_Data to examine_.

↓

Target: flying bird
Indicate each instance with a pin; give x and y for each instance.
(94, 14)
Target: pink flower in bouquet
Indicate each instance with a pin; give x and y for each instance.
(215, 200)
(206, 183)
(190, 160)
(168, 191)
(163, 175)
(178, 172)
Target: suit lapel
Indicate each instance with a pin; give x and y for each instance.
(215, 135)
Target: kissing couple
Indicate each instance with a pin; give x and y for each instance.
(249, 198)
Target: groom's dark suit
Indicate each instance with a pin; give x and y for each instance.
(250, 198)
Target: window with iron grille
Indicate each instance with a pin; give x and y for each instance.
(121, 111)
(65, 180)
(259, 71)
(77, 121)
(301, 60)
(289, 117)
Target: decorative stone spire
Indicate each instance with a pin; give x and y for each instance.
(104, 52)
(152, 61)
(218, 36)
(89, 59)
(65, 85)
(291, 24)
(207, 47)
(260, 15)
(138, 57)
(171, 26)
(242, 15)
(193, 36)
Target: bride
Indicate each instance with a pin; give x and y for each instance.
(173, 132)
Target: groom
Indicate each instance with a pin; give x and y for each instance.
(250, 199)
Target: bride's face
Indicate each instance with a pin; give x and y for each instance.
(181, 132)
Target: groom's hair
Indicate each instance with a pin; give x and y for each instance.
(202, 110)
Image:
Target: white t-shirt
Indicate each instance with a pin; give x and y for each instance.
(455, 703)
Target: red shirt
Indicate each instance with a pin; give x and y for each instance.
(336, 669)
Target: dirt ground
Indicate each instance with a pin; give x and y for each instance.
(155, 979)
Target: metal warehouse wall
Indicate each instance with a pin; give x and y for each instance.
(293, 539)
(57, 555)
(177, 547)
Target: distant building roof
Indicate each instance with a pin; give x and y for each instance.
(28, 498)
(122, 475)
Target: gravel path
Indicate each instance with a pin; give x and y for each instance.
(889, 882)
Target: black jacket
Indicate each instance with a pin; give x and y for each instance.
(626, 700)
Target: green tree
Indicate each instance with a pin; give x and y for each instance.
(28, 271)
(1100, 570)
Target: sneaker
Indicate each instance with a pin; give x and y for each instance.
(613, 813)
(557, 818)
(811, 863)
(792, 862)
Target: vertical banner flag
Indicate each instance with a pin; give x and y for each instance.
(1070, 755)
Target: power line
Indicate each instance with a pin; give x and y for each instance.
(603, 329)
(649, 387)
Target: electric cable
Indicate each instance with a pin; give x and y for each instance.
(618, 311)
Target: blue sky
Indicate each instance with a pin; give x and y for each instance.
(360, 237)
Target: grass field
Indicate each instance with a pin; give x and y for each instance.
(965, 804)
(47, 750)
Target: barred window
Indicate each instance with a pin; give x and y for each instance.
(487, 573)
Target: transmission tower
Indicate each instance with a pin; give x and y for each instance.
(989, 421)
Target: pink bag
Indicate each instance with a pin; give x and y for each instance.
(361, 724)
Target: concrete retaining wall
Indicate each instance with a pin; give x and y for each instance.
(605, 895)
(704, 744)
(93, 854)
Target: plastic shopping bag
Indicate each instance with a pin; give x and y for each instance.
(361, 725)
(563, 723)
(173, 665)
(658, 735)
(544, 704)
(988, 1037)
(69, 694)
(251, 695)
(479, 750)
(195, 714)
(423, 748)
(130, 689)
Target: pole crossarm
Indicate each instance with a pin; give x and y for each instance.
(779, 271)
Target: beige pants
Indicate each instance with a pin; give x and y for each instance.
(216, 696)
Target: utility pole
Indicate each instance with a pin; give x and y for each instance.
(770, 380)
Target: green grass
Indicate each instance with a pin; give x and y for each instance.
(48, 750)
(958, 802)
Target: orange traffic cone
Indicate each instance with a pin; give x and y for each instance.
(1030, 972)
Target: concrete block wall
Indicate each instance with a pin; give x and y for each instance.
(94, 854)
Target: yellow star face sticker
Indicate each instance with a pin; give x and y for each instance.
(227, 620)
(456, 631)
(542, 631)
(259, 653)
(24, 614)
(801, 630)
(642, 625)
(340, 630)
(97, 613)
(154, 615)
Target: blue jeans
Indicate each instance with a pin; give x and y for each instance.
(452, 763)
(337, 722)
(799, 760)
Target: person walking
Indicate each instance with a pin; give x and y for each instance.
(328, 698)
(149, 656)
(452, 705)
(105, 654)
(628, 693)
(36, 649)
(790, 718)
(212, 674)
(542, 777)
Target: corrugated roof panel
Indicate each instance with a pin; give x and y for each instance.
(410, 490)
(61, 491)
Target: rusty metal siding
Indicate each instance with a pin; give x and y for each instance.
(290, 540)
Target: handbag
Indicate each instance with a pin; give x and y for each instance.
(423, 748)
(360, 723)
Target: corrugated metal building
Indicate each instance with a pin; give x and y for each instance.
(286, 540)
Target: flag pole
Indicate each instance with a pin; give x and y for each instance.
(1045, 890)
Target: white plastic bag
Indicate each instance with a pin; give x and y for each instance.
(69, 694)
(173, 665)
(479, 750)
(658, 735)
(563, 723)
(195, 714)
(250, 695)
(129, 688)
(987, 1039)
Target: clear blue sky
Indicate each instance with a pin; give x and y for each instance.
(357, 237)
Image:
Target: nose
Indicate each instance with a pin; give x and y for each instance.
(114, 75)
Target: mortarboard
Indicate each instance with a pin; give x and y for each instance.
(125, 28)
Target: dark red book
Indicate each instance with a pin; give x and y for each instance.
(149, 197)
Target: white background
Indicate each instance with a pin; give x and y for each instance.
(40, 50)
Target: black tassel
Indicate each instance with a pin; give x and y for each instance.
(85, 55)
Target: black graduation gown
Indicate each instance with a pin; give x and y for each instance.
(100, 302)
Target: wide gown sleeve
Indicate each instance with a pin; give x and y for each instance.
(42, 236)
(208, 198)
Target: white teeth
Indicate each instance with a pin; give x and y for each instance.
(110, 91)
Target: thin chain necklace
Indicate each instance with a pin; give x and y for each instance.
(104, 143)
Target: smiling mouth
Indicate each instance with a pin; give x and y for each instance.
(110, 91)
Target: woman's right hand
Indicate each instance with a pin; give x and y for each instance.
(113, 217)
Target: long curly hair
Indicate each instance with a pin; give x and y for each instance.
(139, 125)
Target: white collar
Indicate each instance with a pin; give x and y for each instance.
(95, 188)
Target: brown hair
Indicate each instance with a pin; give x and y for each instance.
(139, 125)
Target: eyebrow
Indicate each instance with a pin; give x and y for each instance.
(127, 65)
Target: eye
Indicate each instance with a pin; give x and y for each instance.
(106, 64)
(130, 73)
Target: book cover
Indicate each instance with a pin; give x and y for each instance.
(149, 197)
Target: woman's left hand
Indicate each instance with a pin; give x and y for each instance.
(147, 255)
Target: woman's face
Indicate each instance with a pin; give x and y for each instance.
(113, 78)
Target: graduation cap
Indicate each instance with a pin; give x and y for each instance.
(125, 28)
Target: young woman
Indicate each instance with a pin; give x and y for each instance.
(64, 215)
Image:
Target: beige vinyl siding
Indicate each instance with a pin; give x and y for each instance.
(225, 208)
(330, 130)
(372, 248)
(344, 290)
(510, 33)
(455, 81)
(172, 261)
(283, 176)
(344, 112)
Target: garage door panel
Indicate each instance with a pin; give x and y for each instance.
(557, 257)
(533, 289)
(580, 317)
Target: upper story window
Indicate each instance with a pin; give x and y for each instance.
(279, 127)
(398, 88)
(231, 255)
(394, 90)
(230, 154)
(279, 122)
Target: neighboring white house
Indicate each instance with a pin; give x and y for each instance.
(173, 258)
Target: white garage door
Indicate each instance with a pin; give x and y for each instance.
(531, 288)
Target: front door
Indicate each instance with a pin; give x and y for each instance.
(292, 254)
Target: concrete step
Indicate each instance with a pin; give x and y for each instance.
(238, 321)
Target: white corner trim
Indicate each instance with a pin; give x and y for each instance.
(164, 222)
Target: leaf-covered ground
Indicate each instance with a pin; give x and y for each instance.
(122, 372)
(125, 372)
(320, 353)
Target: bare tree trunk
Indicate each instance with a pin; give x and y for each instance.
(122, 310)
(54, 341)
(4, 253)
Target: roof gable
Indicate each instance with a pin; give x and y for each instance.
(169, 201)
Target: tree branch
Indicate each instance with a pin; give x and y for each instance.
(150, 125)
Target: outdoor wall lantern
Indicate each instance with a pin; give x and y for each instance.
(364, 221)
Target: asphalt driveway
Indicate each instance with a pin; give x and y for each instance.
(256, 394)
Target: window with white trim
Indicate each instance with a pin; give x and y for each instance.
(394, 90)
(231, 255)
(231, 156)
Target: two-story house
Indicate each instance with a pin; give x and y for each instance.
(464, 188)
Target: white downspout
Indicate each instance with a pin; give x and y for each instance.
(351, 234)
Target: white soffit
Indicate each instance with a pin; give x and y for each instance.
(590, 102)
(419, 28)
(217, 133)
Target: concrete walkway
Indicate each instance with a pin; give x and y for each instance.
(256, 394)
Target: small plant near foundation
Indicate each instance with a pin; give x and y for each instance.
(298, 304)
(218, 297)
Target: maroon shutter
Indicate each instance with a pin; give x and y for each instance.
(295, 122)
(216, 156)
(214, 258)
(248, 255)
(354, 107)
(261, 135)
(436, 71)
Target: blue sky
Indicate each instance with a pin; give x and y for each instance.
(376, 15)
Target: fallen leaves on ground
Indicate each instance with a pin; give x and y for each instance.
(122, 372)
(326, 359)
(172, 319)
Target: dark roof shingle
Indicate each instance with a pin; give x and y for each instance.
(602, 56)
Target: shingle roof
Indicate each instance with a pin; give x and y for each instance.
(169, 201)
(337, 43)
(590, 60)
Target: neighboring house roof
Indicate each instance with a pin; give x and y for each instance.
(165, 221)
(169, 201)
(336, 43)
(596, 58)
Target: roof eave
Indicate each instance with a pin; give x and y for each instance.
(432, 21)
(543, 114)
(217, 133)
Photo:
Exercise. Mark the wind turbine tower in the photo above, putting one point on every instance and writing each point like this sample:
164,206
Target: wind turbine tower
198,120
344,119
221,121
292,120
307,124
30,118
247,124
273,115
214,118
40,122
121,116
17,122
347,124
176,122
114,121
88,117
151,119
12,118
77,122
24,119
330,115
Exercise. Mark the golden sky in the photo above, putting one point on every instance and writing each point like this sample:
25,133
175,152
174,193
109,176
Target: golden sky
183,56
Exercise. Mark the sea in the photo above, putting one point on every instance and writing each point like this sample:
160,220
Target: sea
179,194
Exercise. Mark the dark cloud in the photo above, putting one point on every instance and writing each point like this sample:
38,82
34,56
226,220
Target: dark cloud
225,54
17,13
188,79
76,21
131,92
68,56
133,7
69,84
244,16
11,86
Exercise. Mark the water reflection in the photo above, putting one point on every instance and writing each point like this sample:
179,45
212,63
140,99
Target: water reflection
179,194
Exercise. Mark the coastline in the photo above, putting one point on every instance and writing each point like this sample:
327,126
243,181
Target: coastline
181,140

↑

_Exercise_. Every line above that holds the word "Mark" is to be found and copied.

_Solution for this exercise_.
Exercise. Mark the wind turbine tower in the photo above, putting one point on every instance and writing each point like this sample:
Exercise. Mark the golden sky in the photo above, putting one point on every instance and writing each point like this sample:
Exercise. Mark the sea in the photo above, putting one point on every instance and writing each point like this sample:
Exercise. Mark the dark cloud in the photo above, putting one point on every instance and writing each point like this sample:
Exercise. Mark the water reflection in the photo above, putting one point on every instance and writing each point like this sample:
Exercise. Mark the coastline in the photo above, putting one point on every instance and writing each point like this sample:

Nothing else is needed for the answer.